▽
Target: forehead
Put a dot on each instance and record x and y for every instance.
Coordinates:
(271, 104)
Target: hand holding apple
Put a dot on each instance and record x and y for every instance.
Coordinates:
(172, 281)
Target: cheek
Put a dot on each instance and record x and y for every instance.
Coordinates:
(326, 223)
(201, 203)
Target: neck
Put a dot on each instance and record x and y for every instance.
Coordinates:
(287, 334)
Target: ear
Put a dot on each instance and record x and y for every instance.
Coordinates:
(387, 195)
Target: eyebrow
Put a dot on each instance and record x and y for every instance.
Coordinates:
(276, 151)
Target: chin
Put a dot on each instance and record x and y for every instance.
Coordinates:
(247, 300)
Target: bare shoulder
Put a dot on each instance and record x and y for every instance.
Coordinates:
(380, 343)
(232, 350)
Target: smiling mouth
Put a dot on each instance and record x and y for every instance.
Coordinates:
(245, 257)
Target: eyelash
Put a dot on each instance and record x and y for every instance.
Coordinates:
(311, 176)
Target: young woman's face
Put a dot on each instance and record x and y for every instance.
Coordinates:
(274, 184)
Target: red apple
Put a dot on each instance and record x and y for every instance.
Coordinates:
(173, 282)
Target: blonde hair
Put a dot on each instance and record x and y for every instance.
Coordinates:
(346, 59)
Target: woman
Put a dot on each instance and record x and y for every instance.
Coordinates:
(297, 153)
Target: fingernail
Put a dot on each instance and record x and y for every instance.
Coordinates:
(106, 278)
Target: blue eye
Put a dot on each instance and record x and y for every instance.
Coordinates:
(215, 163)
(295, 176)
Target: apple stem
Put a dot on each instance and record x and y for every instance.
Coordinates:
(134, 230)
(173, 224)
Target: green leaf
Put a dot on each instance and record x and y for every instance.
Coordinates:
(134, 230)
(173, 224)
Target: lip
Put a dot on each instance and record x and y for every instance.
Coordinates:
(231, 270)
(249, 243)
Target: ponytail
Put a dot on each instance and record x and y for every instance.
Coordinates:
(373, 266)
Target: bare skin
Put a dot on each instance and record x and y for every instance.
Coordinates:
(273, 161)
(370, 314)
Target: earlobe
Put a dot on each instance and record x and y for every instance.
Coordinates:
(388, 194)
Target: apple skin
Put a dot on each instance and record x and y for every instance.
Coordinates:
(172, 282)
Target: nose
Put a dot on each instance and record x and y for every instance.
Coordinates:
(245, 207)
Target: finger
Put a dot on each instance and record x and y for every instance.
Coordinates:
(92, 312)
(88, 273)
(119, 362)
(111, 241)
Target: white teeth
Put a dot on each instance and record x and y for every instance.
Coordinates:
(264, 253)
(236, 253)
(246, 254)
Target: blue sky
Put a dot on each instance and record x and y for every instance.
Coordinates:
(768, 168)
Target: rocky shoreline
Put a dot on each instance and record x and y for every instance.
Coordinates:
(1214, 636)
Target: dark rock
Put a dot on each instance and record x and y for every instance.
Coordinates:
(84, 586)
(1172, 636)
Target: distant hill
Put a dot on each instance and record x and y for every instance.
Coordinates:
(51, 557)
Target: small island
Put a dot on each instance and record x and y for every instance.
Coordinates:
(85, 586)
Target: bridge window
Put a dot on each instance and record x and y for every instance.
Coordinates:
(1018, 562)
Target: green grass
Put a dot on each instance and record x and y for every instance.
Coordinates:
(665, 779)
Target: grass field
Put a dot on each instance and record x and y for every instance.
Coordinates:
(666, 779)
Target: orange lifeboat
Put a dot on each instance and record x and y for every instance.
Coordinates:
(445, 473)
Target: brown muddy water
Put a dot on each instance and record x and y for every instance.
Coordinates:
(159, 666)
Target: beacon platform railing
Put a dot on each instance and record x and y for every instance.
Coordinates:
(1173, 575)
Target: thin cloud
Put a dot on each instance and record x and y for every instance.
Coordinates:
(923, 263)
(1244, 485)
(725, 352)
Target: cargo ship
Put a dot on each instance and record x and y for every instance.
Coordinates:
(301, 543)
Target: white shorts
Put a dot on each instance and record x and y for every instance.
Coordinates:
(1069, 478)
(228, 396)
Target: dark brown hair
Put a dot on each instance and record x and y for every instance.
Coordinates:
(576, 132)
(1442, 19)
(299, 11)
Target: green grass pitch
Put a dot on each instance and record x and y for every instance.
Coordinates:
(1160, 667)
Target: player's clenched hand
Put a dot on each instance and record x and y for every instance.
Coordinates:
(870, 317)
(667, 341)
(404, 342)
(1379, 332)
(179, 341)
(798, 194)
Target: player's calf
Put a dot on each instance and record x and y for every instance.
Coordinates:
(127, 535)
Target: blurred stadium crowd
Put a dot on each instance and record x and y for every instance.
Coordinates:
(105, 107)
△
Can you copy all the lines above word for word?

• _RESPONSE BELOW_:
Target: forehead
Put a dot on each instance and record x and y for every instance.
Coordinates:
(271, 104)
Target: hand holding apple
Put a dot on each instance and record x and y for every instance.
Coordinates:
(172, 281)
Target: cheek
Put a dot on each instance and record x and y for every instance.
Coordinates:
(326, 223)
(201, 203)
Target: neck
Put a dot on each instance and record x and y for every instance.
Coordinates:
(287, 334)
Target: ear
Put a dot on each instance and record x and y for every instance.
Coordinates:
(387, 195)
Target: eyebrow
Put a dot on each instance and record x and y for every instance.
Coordinates:
(276, 151)
Target: chin
Put a dot on each instance and record x and y for every instance.
Coordinates:
(247, 300)
Target: bare shoulder
Put a dot on each instance and record x and y for every instance.
Coordinates:
(380, 343)
(232, 350)
Target: smiling mouth
Put a dot on each instance and record x and y for every instance.
Coordinates:
(245, 257)
Target: eyelash
Put a dot on each instance and record x and y for every instance.
Coordinates:
(311, 176)
Target: young woman's face
Put a dot on each instance and record x and y for every instance.
Coordinates:
(274, 184)
Target: red apple
Put a dot on each instance and record x and y for every instance.
Coordinates:
(173, 282)
Target: blonde hair
Put a dot on each instance and record x and y for every instance.
Coordinates:
(346, 59)
Target: woman
Put a dot on each instance and record x and y for every instance.
Coordinates:
(297, 153)
Target: fingernail
Put a dot on each instance and record x and y for every instance.
Coordinates:
(106, 278)
Target: blue eye
Put a dot on each instance and record x and y for every instance.
Coordinates:
(215, 163)
(295, 176)
Target: apple stem
Put a dot on each instance and record x and y for every instance.
Coordinates:
(134, 230)
(173, 224)
Target: green leaf
Put a dot on each instance and record x and y for every instance.
Coordinates:
(134, 230)
(173, 224)
Target: lip
Put a dot on each instance and record x and y for every instance.
Coordinates:
(231, 270)
(249, 243)
Target: ponytail
Put a dot on each instance and record x and y for every instance.
Coordinates:
(373, 266)
Target: bare skin
Put a dot on each instance and record x and y for every instance.
Coordinates:
(273, 161)
(370, 314)
Target: earlobe
Put a dot on each instance and record x and y for every instance.
Coordinates:
(388, 194)
Target: apple skin
Put a dot on each instance and record x and y for every instance.
Coordinates:
(172, 282)
Target: nose
Put a dot on each instance and record x and y for every instance.
Coordinates:
(245, 207)
Target: finger
Put a dot on each instance and record x and y for every instance.
Coordinates:
(92, 312)
(88, 273)
(119, 362)
(111, 241)
Target: white teeth
Put a dot on each instance and record x and y for every instance.
Coordinates:
(264, 253)
(236, 253)
(246, 254)
Target: blue sky
Put a dot on each instance and record x and y for every instance.
Coordinates:
(768, 168)
Target: rocky shoreline
Put a dot on each instance and record x and y for every instance.
Coordinates:
(1214, 636)
Target: dark rock
Put a dot on each instance and record x and y for every instance.
Coordinates:
(84, 586)
(1172, 636)
Target: distant hill
Put a dot on each instance and record x and y for every instance.
Coordinates:
(51, 557)
Target: small island
Put a dot on each instance and record x and y for every instance.
Coordinates:
(85, 586)
Target: bridge window
Put a dot on each instance and record x and y for every instance.
Coordinates:
(1018, 562)
Target: green grass
Put a dot on each instance and record x and y for every instance.
Coordinates:
(665, 779)
Target: grass field
Put a dot on each instance and record x and y for every instance.
Coordinates:
(666, 779)
Target: orange lifeboat
Put a dot on each instance and record x and y for every instance.
Coordinates:
(445, 473)
Target: brown muddy water
Put a dot on each instance and record x and y for every instance.
Coordinates:
(159, 666)
Target: beacon platform railing
Put a dot on each instance and record x and y for every instance.
Coordinates:
(1173, 575)
Target: thin cloud
Put a dot on each instance and record x and y for every instance.
Coordinates:
(923, 263)
(1244, 485)
(725, 352)
Target: cargo ship
Put a dot on each instance and record x and y for every instance.
Coordinates:
(301, 543)
Target: white shorts
Put a dot on each instance and record x and y for every instance.
Coordinates:
(1069, 478)
(228, 396)
Target: dark brown hair
Put a dot on each instance and record x and y for every instance.
Coordinates:
(576, 132)
(1442, 19)
(299, 11)
Target: green grass pitch
Put a dot on each instance and record x and y for every instance.
Coordinates:
(1160, 667)
Target: player's clenched hand
Put a dot on each instance and record x and y for every instance.
Coordinates:
(870, 317)
(667, 341)
(404, 342)
(1379, 332)
(179, 341)
(798, 194)
Target: player's calf
Put a dot on each instance and record x and y for every instance.
Coordinates:
(127, 535)
Target: blurred stadium crowd
Put a dot on each instance and record x and y for every instance.
Coordinates:
(105, 107)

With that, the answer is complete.